### Exercise objective
The lines to repeat are those below from the one containing "Target: front bumper" down to the one containing "Target: tree line", both included; reproduce them exactly and nothing else.

### Records provided

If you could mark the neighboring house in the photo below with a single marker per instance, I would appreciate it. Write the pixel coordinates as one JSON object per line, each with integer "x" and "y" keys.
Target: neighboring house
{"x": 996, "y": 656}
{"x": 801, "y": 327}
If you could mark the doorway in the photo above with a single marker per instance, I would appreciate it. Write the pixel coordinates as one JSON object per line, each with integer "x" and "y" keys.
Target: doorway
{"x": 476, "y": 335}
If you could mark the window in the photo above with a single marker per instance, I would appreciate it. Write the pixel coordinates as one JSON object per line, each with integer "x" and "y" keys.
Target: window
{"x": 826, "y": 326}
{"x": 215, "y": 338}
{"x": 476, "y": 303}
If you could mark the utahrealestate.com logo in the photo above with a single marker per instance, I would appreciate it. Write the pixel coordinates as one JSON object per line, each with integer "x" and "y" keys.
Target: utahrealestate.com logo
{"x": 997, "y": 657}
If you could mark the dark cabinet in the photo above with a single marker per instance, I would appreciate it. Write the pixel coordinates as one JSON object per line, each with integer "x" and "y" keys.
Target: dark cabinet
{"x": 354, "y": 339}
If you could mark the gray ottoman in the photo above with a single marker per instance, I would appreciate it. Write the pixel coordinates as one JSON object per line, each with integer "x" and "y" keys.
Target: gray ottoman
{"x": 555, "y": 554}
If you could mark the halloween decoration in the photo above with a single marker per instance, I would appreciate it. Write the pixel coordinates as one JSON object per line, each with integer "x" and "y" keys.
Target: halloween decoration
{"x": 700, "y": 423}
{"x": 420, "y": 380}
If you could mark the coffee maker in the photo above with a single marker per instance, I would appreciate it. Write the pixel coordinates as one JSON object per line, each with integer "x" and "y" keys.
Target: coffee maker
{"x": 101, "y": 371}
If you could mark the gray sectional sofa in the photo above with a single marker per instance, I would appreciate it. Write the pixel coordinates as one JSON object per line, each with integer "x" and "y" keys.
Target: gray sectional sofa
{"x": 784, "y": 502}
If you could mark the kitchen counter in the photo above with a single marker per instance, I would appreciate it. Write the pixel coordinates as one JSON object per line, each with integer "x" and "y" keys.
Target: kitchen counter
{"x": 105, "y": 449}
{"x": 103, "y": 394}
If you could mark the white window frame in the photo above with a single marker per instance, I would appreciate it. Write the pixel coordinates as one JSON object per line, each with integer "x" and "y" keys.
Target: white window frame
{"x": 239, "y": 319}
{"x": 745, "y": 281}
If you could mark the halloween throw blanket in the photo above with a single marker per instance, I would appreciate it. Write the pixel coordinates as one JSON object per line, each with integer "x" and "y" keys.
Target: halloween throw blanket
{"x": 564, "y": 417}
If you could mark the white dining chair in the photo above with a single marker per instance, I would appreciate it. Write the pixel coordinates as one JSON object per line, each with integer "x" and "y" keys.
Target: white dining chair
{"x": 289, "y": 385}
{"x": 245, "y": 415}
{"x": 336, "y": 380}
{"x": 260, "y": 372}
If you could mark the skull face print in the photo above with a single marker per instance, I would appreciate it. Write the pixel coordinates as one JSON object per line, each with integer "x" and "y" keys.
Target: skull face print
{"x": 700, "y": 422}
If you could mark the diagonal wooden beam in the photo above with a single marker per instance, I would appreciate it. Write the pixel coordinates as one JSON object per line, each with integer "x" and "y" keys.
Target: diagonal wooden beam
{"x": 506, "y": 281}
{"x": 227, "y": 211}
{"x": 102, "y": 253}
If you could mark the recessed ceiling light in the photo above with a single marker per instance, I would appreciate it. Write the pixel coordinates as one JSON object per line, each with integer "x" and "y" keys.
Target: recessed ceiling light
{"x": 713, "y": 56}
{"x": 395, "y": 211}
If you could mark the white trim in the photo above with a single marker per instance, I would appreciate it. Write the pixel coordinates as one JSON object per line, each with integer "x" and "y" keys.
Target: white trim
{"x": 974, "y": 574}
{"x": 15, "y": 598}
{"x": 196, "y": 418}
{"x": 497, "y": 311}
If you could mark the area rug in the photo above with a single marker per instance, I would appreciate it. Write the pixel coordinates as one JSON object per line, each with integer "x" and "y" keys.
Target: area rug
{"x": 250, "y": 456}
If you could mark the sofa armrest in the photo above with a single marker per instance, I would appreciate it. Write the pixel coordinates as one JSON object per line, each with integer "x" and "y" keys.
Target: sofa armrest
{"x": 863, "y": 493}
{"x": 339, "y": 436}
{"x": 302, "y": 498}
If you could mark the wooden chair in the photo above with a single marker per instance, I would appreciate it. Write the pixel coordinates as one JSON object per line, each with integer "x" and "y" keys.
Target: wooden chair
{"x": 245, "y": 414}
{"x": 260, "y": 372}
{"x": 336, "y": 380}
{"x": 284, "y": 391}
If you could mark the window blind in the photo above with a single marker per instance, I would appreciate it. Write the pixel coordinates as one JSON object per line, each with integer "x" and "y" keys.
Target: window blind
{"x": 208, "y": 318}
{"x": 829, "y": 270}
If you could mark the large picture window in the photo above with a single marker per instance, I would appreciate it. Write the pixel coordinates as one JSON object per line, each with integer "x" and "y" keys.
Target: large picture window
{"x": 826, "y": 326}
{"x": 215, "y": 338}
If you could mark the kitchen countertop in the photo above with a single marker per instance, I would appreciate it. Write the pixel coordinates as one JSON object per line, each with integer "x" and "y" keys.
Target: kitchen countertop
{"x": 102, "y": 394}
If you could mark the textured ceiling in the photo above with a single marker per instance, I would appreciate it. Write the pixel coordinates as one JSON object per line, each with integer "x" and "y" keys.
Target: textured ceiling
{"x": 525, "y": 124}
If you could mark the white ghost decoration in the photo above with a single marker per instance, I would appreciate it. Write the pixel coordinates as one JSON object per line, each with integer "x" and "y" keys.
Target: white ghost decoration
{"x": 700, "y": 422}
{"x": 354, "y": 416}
...
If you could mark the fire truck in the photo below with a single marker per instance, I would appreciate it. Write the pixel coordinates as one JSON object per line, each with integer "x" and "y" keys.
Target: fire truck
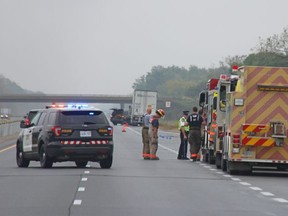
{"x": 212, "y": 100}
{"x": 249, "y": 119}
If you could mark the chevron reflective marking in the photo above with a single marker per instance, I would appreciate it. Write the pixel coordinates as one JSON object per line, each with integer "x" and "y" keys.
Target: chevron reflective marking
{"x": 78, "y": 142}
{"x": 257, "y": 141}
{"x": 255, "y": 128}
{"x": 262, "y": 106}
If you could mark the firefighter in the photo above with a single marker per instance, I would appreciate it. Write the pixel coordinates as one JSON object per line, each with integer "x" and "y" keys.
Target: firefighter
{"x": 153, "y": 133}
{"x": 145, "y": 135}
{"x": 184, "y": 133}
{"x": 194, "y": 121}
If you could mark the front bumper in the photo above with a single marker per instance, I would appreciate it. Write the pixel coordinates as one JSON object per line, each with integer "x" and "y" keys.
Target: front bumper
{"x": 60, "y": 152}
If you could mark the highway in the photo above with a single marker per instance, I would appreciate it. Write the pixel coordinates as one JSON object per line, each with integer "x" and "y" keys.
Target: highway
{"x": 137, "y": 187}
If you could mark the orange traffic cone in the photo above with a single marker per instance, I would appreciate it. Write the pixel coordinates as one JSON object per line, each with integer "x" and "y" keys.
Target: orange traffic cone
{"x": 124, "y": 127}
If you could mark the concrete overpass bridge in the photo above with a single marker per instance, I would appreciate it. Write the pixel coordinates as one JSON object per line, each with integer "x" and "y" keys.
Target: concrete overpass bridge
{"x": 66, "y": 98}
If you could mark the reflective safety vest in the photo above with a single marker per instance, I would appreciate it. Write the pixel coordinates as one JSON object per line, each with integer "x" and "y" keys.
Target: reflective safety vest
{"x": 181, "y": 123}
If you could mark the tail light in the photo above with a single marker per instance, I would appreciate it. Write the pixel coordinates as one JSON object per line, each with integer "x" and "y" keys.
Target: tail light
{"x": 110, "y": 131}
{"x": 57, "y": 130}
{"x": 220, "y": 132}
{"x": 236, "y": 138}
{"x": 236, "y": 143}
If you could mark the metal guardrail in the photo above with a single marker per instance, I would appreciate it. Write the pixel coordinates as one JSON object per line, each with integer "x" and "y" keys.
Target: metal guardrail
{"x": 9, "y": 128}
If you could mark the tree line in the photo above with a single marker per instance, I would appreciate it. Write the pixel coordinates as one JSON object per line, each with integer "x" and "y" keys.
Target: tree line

### Answer to the problem
Target: front bumper
{"x": 60, "y": 152}
If you could mark the highway in the photo above with a single marker per instance, I would appreciate it. Write the pixel coordinates as one JSON object per line, each with integer "x" and "y" keys.
Target: highway
{"x": 137, "y": 187}
If you could mark the orange traffic cone in the photo above with a single marker per instance, I would appreciate it. Write the pixel coordinates as one JSON object per line, each with integer "x" and "y" keys.
Target: orange traffic cone
{"x": 124, "y": 127}
If you could mark the concrete overpass bridge in the photo above with a single marker per instance, I would appreciate it. Write the pixel coordinates as one JSON object per line, each with integer "x" and "y" keys.
Target: concrete overpass bridge
{"x": 66, "y": 98}
If you could mark the reflective safety vest in the photo above with a single marker per instance, I would appreciate it. Write the pixel coordinates as one JSON object per line, each with integer "x" and "y" keys.
Target: reflective safety vest
{"x": 181, "y": 123}
If you could mark the tail light in the photo above with a single marker per instance, I would appreciate it. Write the pixel coordinates as one JSON object per line, each with integer "x" and "y" keys.
Target: tail light
{"x": 110, "y": 131}
{"x": 57, "y": 130}
{"x": 220, "y": 132}
{"x": 236, "y": 138}
{"x": 236, "y": 143}
If you could mark the metal guardrail in the photo above with a single marker per instance, I would appreciate it. Write the pixel coordinates as one JSON object per line, each with integer "x" and "y" keys.
Target: metal guardrail
{"x": 9, "y": 128}
If you could mark the tree line in the photo above with a single marker per instance, I would appreciate it. Write the pixel coordinates as one JSON object per line, each with integer "x" and "y" keys.
Target: tree line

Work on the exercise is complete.